- Exercise requirements:
What is needed is an exact copy of the records below, with the pictures left out.

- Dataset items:
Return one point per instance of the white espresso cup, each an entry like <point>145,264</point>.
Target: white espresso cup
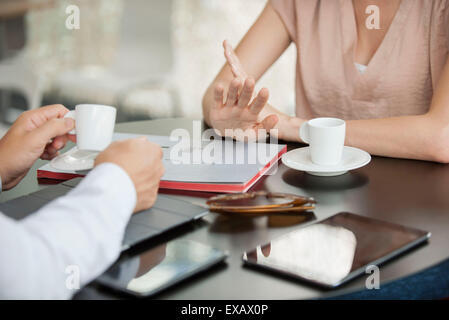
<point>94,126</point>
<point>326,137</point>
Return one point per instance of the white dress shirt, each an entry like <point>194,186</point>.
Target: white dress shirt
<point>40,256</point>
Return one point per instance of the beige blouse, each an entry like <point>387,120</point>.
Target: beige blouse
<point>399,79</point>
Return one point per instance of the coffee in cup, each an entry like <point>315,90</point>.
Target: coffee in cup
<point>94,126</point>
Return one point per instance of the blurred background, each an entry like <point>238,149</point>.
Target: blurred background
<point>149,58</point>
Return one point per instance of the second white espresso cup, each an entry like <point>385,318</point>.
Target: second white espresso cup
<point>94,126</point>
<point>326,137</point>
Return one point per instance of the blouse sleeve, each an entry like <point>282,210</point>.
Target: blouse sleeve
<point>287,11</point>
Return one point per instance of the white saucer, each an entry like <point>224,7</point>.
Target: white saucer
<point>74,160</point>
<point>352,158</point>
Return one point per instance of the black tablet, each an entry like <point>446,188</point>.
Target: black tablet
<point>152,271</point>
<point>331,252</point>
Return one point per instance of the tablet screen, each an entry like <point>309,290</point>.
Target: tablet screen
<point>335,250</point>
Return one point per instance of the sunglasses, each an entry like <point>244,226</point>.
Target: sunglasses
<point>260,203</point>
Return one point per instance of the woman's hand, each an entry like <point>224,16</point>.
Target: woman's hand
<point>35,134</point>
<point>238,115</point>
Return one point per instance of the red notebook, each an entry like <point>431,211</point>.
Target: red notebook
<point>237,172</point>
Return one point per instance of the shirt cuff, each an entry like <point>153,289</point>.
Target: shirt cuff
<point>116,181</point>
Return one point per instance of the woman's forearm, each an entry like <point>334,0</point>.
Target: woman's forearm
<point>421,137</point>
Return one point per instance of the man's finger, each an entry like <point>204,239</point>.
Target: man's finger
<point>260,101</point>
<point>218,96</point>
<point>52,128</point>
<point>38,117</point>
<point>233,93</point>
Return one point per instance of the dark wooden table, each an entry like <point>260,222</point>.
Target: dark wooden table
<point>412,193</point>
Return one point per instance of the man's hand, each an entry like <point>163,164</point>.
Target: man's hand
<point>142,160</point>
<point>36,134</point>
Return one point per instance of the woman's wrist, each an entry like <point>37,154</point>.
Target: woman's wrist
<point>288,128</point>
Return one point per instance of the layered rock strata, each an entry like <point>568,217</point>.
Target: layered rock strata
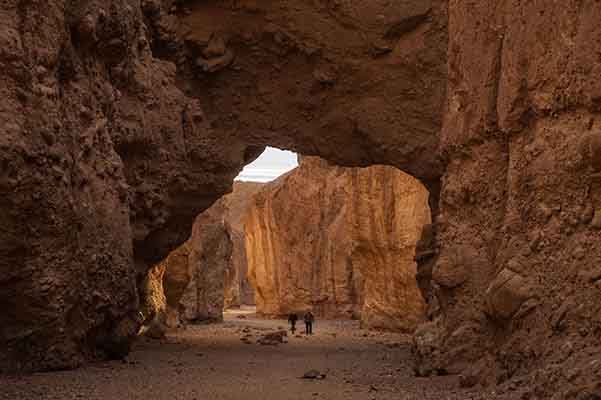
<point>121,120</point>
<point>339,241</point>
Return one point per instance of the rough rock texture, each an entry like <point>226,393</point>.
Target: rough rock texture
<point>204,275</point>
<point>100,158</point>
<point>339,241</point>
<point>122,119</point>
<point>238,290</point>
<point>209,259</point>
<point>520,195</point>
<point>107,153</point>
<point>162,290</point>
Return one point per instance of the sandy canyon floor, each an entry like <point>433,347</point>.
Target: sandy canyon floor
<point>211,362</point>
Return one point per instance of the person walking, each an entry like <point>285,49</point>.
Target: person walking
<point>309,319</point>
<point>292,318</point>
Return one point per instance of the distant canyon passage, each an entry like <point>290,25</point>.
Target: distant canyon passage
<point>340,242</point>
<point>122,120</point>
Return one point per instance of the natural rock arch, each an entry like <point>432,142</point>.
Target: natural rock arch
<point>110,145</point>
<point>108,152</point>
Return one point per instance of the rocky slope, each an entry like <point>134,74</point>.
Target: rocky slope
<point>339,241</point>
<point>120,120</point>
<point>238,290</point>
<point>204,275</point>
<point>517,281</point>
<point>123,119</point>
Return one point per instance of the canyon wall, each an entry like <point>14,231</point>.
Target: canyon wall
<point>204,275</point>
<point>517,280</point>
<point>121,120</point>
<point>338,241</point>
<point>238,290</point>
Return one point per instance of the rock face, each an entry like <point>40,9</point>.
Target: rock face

- Task result:
Return one point per instance of the white espresso cup, each an entry like <point>145,264</point>.
Target: white espresso cup
<point>94,126</point>
<point>326,137</point>
Return one point per instance of the white dress shirt, each an entry like <point>194,186</point>.
Target: white dress shirt
<point>40,256</point>
Return one point per instance of the beige blouse, each an entry like <point>387,120</point>.
Target: beige blouse
<point>399,79</point>
Return one point per instance of the coffee in cup, each an entry like <point>315,90</point>.
Target: coffee in cup
<point>94,126</point>
Return one point per instance of the blurred background, each an entry like <point>238,149</point>.
Target: blurred background
<point>149,58</point>
Return one point per instance of the second white espresso cup, each an entry like <point>385,318</point>.
Target: second white espresso cup
<point>94,126</point>
<point>326,137</point>
Return one point per instance of the blouse sleeve, each an entry like <point>282,210</point>.
Target: blouse sleeve
<point>287,11</point>
Return one point per instance of the white saucer, each an entry like <point>224,7</point>.
Target: white saucer
<point>74,160</point>
<point>352,158</point>
Return one point per instance of the black tablet, each an entry like <point>446,188</point>.
Target: black tablet
<point>152,271</point>
<point>331,252</point>
Return one point per instance of the tablet screen, each an entry like <point>309,290</point>.
Target: tablet screen
<point>335,250</point>
Return one point per instance of the sunglasses, each an entry like <point>244,226</point>.
Target: sunglasses
<point>260,203</point>
Return one point per instance of the woman's hand, each an entry like <point>224,16</point>.
Target: woman's hand
<point>35,134</point>
<point>238,115</point>
Return one point per instance of the red notebook, each an entry like <point>431,211</point>.
Target: red notebook
<point>237,172</point>
Return one point per instance of the shirt cuff, each an entry like <point>153,289</point>.
Target: shirt cuff
<point>116,181</point>
Return one point per instance of the woman's forearm, each an entry like <point>334,0</point>.
Target: woman's forearm
<point>421,137</point>
Return one point per instance of the man's finger, each an entry like <point>204,239</point>.
Target: man's finger
<point>260,101</point>
<point>218,96</point>
<point>52,128</point>
<point>38,117</point>
<point>233,93</point>
Return one point per instance of the dark wooden table, each an entry like <point>260,222</point>.
Target: dark wooden table
<point>412,193</point>
Return one point per instance of the man's hand, each an entry like <point>163,164</point>.
Target: man's hand
<point>142,160</point>
<point>36,134</point>
Return one point per instance of the woman's wrist, each an entry like <point>37,154</point>.
Target: woman's wrist
<point>288,128</point>
Return one point per instance of the layered rock strata, each an entry like <point>568,217</point>.
Target: layered rock strata
<point>121,120</point>
<point>339,241</point>
Return one point per instance of the rough rock texture, each an entry like <point>226,393</point>.
Target: rough rock texture
<point>204,275</point>
<point>100,158</point>
<point>339,241</point>
<point>122,119</point>
<point>238,290</point>
<point>209,259</point>
<point>520,195</point>
<point>107,153</point>
<point>162,290</point>
Return one point per instance of the sandy canyon floor, each an entry like <point>433,347</point>.
Target: sandy canyon floor
<point>211,362</point>
Return one point per instance of the person walking, each an entry like <point>285,49</point>.
Target: person walking
<point>309,319</point>
<point>292,318</point>
Return one point per instance of the distant canyon passage, each an entry like <point>290,25</point>.
Target: distant canyon passage
<point>340,242</point>
<point>122,120</point>
Return one point per instance of the natural rock arch, each an entry like <point>432,142</point>.
Target: natural rock arch
<point>110,145</point>
<point>108,152</point>
Return one point per instance of the rocky slope, each an entry like <point>134,74</point>.
Target: rocky slope
<point>339,241</point>
<point>120,120</point>
<point>238,290</point>
<point>204,275</point>
<point>517,281</point>
<point>123,119</point>
Return one point per instance of the canyon wall, each an entry like <point>14,231</point>.
Target: canyon wall
<point>204,275</point>
<point>517,280</point>
<point>121,120</point>
<point>338,241</point>
<point>238,290</point>
Return one point per instance of the rock face, each an entry like <point>40,9</point>.
Target: rock face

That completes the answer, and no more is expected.